Excerpt to read
######
I. Resolutions Regarding: Missing Persons and Marriages to Abductees

A. Girls who have been abducted but are not yet married.

1. Shall be repatriated to their parents/relatives as soon as they are identified.

B. Girls who have been Married in Captivity

1. As soon as they are identified they shall be asked by their parents/relatives if they want to remain with their husbands.

2. If a woman declares that she wants to remain with her husband, than the bride wealth must be collected and presented to her parents/relatives.

3. If she desires to return to her parents/relatives she is to be repatriated.

4. If there are children of the marriage, the natural father may choose to redeem the children according to Dinka/Nuer traditions.

5. If the father refuses to redeem the children, the mother is free to leave with them.

6. If a woman is married to or held by a soldier on the SPLA side, a letter should be sent to Commander Salva Kiir Mayardit, Chief of General Staff of SPLA, so that the girl is able to state before her parents/relatives whether she wants to remain with her soldier-husband or return to her family. If a woman is married to or held by a soldier on the UDSF side, a letter should be sent to Commander Elijah Hon Tap, Chief of Staff of SSDF, so that the girl is able to state before her parents/relatives whether she wants to remain with her soldier-husband or return to her family.

If she wants to return to her parents, then she must go.

Whether she has a single child or several the natural father may choose to redeem the children, according to the custom of the Dinka/Nuer.

If the father refuses to redeem the children, the mother is free to leave with them.
######
Data extract
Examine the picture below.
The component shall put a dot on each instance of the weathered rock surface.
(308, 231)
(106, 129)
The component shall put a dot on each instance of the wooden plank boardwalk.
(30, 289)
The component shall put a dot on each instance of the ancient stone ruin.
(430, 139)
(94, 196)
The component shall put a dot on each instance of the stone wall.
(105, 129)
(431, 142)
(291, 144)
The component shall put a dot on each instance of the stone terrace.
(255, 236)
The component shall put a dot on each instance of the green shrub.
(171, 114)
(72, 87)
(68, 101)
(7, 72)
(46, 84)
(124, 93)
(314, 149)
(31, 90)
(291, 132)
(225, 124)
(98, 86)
######
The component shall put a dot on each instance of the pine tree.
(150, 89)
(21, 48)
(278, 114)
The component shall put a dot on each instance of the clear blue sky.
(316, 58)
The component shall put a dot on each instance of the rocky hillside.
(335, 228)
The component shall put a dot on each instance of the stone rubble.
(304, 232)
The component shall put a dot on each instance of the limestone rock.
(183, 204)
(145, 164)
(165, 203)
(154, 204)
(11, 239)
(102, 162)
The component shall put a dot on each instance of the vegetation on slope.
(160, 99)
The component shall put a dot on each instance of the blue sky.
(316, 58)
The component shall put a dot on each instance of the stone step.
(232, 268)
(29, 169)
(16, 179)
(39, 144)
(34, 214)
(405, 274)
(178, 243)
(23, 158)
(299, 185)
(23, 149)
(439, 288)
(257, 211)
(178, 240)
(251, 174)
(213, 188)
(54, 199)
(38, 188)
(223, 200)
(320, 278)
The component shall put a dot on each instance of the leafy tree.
######
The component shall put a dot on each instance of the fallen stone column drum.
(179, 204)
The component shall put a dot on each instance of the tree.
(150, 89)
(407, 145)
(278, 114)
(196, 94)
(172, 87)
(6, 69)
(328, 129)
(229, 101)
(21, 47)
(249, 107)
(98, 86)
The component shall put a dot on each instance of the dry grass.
######
Objective
Could you quote, word for word and in full, the resolutions on missing persons and marriages to abductees given above?

Answer to the task
I. Resolutions Regarding: Missing Persons and Marriages to Abductees

A. Girls who have been abducted but are not yet married.

1. Shall be repatriated to their parents/relatives as soon as they are identified.

B. Girls who have been Married in Captivity

1. As soon as they are identified they shall be asked by their parents/relatives if they want to remain with their husbands.

2. If a woman declares that she wants to remain with her husband, than the bride wealth must be collected and presented to her parents/relatives.

3. If she desires to return to her parents/relatives she is to be repatriated.

4. If there are children of the marriage, the natural father may choose to redeem the children according to Dinka/Nuer traditions.

5. If the father refuses to redeem the children, the mother is free to leave with them.

6. If a woman is married to or held by a soldier on the SPLA side, a letter should be sent to Commander Salva Kiir Mayardit, Chief of General Staff of SPLA, so that the girl is able to state before her parents/relatives whether she wants to remain with her soldier-husband or return to her family. If a woman is married to or held by a soldier on the UDSF side, a letter should be sent to Commander Elijah Hon Tap, Chief of Staff of SSDF, so that the girl is able to state before her parents/relatives whether she wants to remain with her soldier-husband or return to her family.

If she wants to return to her parents, then she must go.

Whether she has a single child or several the natural father may choose to redeem the children, according to the custom of the Dinka/Nuer.

If the father refuses to redeem the children, the mother is free to leave with them.